* **Supplied material**

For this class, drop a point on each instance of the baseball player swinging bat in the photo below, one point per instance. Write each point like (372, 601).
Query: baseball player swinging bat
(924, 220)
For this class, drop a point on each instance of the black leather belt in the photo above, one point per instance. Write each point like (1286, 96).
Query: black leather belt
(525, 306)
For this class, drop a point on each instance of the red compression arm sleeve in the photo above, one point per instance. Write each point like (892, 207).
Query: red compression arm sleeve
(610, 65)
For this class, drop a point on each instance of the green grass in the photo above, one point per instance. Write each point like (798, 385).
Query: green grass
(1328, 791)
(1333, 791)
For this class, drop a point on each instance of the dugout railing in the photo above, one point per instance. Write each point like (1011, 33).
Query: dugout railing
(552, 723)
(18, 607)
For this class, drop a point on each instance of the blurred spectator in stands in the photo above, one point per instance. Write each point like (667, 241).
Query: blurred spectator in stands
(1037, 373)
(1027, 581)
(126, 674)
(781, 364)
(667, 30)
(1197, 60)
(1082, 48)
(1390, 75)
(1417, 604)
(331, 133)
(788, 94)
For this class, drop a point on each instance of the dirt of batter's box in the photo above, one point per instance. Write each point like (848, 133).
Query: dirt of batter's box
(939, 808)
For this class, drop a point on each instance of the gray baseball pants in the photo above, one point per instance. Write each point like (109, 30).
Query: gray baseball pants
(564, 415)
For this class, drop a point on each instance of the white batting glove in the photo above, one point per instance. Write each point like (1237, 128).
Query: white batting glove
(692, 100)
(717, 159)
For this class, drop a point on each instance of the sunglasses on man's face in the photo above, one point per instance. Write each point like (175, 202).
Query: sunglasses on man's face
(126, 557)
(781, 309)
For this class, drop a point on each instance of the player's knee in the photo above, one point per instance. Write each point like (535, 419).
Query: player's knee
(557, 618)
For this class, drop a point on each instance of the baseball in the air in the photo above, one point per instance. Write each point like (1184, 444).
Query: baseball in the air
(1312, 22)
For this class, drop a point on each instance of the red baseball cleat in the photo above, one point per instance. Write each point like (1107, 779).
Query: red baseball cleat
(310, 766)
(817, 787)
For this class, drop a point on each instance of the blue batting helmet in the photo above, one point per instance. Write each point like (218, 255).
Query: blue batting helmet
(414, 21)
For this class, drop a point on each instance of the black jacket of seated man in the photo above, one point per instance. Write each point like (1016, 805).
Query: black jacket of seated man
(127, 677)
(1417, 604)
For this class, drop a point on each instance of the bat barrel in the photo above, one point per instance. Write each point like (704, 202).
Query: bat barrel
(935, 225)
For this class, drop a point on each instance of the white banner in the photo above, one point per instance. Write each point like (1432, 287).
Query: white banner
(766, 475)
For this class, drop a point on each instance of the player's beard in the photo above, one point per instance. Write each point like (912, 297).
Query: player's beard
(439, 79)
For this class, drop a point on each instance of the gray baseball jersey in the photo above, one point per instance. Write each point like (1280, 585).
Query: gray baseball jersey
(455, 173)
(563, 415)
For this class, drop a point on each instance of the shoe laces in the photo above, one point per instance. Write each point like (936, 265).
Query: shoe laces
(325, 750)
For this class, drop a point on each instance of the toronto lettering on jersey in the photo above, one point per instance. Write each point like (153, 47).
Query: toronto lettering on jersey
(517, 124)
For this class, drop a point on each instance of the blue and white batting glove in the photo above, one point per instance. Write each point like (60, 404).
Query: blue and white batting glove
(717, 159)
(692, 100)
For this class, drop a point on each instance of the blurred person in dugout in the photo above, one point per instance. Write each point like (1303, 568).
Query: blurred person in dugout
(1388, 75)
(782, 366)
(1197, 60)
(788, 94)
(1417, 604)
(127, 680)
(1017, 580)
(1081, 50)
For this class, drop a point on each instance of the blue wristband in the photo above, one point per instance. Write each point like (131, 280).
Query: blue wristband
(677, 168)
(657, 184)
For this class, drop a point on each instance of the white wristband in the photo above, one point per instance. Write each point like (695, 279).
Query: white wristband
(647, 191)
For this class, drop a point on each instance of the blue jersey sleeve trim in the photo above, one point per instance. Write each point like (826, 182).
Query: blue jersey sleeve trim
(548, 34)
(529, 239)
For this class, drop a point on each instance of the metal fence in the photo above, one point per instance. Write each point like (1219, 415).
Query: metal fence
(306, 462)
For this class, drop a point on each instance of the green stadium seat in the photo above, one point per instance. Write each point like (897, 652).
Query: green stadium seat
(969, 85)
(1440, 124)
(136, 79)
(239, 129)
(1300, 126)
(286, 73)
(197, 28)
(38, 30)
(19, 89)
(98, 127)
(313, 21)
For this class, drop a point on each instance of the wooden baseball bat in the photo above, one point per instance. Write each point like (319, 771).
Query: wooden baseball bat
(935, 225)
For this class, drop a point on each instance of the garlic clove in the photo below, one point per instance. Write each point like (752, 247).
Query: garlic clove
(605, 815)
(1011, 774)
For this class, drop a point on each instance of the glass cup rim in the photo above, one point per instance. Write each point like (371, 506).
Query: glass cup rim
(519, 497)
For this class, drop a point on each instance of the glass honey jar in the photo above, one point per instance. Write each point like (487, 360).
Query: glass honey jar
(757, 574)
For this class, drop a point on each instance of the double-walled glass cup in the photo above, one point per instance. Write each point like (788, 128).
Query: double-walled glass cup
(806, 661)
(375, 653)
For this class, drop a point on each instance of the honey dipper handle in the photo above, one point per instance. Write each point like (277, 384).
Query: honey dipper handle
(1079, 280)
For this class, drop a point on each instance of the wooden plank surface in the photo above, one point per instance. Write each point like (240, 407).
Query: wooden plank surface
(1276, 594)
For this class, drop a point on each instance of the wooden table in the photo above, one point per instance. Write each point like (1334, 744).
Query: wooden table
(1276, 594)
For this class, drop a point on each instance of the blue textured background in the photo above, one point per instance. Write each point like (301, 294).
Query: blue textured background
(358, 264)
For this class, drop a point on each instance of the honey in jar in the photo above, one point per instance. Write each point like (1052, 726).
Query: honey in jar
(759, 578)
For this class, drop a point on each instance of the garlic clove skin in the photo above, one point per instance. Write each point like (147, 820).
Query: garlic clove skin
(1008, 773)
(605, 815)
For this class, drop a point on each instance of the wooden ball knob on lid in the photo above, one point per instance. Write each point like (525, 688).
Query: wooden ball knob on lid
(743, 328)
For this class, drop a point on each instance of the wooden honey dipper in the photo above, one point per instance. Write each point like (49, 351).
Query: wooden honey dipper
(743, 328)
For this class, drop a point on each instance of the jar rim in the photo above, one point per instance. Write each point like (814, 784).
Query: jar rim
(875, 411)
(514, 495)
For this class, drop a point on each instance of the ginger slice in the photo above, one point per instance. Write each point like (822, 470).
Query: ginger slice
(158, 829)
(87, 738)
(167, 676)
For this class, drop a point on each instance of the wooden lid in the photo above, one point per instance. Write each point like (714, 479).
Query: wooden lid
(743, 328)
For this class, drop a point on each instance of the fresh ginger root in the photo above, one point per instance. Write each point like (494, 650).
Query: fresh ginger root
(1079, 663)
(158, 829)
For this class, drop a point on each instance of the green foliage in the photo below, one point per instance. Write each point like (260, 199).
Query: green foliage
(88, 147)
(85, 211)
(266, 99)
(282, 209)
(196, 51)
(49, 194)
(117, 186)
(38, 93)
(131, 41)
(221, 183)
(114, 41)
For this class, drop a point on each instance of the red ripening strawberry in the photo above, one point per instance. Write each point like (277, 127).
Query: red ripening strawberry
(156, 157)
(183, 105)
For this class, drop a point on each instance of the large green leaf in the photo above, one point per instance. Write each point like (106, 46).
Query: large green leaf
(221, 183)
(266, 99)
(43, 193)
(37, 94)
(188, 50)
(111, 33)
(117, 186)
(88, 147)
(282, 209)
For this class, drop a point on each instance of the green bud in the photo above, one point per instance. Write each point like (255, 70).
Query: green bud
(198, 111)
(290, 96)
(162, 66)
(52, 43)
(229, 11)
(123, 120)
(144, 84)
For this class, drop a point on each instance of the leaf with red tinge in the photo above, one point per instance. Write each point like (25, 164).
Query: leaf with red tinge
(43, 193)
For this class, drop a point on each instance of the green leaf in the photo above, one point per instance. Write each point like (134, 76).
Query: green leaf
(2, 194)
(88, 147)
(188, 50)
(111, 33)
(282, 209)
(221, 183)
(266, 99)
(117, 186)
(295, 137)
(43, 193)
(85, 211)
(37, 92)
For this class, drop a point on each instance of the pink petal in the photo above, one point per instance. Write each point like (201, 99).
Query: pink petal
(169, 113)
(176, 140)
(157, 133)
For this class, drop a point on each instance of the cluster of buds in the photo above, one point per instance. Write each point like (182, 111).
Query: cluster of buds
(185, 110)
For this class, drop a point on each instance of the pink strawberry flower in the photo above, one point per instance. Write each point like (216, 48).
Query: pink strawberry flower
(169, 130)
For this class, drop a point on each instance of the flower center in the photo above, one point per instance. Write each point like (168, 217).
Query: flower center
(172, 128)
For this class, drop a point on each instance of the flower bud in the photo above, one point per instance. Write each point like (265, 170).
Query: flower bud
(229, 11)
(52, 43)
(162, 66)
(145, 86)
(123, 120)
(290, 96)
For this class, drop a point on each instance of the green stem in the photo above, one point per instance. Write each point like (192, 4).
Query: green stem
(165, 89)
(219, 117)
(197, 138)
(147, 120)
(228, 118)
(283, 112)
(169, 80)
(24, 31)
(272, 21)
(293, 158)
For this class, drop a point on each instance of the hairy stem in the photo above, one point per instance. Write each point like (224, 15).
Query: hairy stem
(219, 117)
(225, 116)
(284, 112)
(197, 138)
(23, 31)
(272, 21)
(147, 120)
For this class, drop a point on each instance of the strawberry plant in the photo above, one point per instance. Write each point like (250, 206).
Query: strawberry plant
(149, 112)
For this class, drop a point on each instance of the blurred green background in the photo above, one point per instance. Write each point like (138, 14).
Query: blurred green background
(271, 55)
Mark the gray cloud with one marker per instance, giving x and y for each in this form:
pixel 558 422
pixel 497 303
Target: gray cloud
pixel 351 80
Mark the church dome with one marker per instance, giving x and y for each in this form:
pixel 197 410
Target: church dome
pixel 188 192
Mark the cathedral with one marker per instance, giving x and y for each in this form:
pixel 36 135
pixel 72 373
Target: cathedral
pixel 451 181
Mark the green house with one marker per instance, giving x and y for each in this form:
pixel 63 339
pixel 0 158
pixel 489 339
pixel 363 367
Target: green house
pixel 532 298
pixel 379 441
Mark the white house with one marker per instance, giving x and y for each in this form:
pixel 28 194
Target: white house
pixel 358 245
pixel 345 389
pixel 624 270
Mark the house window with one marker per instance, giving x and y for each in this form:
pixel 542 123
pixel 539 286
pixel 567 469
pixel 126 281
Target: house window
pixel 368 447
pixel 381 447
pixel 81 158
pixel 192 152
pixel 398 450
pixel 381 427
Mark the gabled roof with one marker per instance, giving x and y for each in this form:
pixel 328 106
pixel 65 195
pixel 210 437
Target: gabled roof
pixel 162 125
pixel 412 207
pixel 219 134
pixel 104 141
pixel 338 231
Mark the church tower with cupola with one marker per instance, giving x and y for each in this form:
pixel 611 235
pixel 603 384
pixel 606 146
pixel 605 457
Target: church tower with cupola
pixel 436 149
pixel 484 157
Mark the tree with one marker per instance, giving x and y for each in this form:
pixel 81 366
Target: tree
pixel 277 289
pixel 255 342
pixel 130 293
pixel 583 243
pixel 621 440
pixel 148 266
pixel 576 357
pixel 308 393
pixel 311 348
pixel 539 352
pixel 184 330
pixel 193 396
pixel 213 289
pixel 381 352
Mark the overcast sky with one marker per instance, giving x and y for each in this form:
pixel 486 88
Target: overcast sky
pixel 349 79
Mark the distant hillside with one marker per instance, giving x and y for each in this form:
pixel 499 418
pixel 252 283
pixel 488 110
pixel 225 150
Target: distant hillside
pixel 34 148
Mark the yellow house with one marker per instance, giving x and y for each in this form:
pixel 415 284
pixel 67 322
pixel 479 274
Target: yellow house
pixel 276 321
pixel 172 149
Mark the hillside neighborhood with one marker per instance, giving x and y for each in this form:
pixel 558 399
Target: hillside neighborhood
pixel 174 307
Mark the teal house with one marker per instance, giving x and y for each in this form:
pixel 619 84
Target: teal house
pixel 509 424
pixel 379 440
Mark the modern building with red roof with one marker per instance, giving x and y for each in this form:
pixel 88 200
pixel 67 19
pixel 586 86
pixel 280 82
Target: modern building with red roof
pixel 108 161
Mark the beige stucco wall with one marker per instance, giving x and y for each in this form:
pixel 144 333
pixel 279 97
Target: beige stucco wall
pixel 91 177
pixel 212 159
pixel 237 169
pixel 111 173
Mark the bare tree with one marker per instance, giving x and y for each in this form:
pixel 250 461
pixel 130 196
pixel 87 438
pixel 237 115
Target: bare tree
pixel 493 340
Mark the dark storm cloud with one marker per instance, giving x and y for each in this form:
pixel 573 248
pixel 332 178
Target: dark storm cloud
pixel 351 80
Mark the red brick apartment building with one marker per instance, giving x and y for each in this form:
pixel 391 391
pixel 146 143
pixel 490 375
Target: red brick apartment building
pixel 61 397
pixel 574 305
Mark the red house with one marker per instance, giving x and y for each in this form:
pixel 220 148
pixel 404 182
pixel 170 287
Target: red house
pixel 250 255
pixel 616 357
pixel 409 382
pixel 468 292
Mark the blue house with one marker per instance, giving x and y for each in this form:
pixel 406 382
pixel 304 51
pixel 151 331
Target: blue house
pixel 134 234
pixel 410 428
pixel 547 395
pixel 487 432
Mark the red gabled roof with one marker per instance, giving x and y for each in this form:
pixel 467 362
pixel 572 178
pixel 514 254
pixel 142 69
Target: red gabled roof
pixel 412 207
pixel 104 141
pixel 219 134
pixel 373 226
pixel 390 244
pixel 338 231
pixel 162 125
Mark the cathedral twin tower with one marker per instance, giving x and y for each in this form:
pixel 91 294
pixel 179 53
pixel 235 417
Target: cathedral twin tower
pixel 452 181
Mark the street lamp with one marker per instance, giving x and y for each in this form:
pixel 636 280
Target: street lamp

* **Instructions for the task**
Could you reproduce exactly the lines of the entries above, from the one with "Mark the dark" through the one with "Mark the red gabled", and nothing else?

* **Answer to the problem**
Mark the dark storm cloud with one marker per instance, giving x and y for each in this form:
pixel 573 248
pixel 332 178
Target: dark storm cloud
pixel 351 80
Mark the red brick apartment building with one marker per instance, giving x and y for each in this form:
pixel 391 391
pixel 146 143
pixel 490 375
Target: red brick apartment building
pixel 61 397
pixel 574 305
Mark the red house with one marker per instance, giving x and y for each in this form:
pixel 220 148
pixel 404 182
pixel 170 287
Target: red house
pixel 250 255
pixel 616 357
pixel 409 382
pixel 468 292
Mark the blue house with one marker per instance, giving x and y for each in this form:
pixel 406 382
pixel 304 51
pixel 151 331
Target: blue house
pixel 134 234
pixel 410 428
pixel 547 395
pixel 487 432
Mark the red gabled roof with one marker per instance, giving x and y for each in this form:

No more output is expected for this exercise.